● Activity list:
1. In the post about hole-y soap, what business did Coca Cola move into?
2. Copy word for word the part of the hole-y soap post starting with "I also invite" and going on through "but dying-on-the-vine traditions?".
3. List each example the hole-y soap post gives of how a church might build on its current resources.

May 8, 2014

Hole-y Soap

The soap in the hotel seemed to be missing something. Specifically, the center.

I flipped over the box of this hole-y soap and learned that it was an environmental effort “designed to eliminate the unused center of traditional soap bars.”

It’s not a bad idea, really. At our house, the nubbin’s of the soap bar get thrown away. I don’t think it’s the whole center, but there’s definitely some waste.

Several years ago, I heard a story on the radio about how Coca Cola moved into the bottled water business. The company purified water as part of the process of creating the soft drinks. When bottled water started trending, someone at the company realized they already had all of the elements in place. All they needed was different packaging.

So what can doughnut-shaped soap and Dasani bottled water offer to our churches? An invitation to creative thinking. 

The soap company could have dismissed the idea: after all, we call them “bars of soap,” not inner tubes of suds. Coca Cola is a soft drink company, not a water distributor. But both companies were open to new ways of carrying out their core business. I invite the leadership of congregations to engage in the same type of thinking. 

At your next vestry meeting, put a bottle of Dasani water in the middle of the table. (Put aside issues of whether we should use bottled water or bring our own reusable bottles). For this exercise, ask how the church might capitalize on its current resources to extend its ministry and mission into the community. Is there a strong knitting ministry that could invite middle school students, offering to teach them how to knit and to join in a ministry to the local hospital? Could a strong youth group partner with one from a smaller church? Could the land near the church be used for a farmer’s market or a community garden? 

What new things could emerge, building upon the strength of existing resources? 

I also invite you to put on the table a middle-less soap, and ask the question: Where are we wasting our resources? Where are we putting our time, money, and energy? Do these activities make sense or are some longstanding but dying-on-the-vine traditions? 

It may take a while for some creative ideas to bubble up. Some may be complete flops. I’m not convinced, for instance, that a soap bracelet is the best idea. But encouraging and nurturing creativity may lead us to places we never imagined but where God has been waiting.

● Dataset excerpts:
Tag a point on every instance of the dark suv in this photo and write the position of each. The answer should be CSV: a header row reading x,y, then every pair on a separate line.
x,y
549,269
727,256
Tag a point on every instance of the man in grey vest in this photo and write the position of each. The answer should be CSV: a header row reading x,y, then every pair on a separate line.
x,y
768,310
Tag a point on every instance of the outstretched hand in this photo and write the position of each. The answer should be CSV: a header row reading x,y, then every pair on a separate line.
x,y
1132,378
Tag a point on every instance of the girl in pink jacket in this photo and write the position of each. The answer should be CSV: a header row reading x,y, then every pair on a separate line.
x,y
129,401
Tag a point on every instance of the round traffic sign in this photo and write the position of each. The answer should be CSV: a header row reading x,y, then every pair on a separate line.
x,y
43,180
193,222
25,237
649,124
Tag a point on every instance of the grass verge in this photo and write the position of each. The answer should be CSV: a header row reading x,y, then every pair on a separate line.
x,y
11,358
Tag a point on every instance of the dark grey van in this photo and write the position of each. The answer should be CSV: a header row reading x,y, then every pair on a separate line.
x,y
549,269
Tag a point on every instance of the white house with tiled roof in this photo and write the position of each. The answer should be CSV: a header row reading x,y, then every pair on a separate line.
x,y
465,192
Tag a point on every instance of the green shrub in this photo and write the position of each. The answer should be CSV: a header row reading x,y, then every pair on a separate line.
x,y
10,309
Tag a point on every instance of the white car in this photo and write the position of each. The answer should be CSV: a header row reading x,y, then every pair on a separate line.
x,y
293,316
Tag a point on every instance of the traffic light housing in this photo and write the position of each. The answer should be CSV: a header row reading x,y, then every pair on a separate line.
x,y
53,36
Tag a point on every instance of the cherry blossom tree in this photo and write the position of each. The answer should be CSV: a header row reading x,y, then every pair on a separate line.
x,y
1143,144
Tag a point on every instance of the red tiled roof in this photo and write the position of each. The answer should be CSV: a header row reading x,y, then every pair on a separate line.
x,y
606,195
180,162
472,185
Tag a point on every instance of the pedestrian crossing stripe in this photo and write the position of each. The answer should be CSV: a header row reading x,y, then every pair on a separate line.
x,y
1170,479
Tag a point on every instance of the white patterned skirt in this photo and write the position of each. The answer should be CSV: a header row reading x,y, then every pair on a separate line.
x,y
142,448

● Responses per task:
1. The bottled water business.

2.
I also invite you to put on the table a middle-less soap, and ask the question: Where are we wasting our resources? Where are we putting our time, money, and energy? Do these activities make sense or are some longstanding but dying-on-the-vine traditions?

3.
- A strong knitting ministry inviting middle school students to learn to knit and join a ministry to the local hospital
- A strong youth group partnering with one from a smaller church
- The land near the church used for a farmer's market or a community garden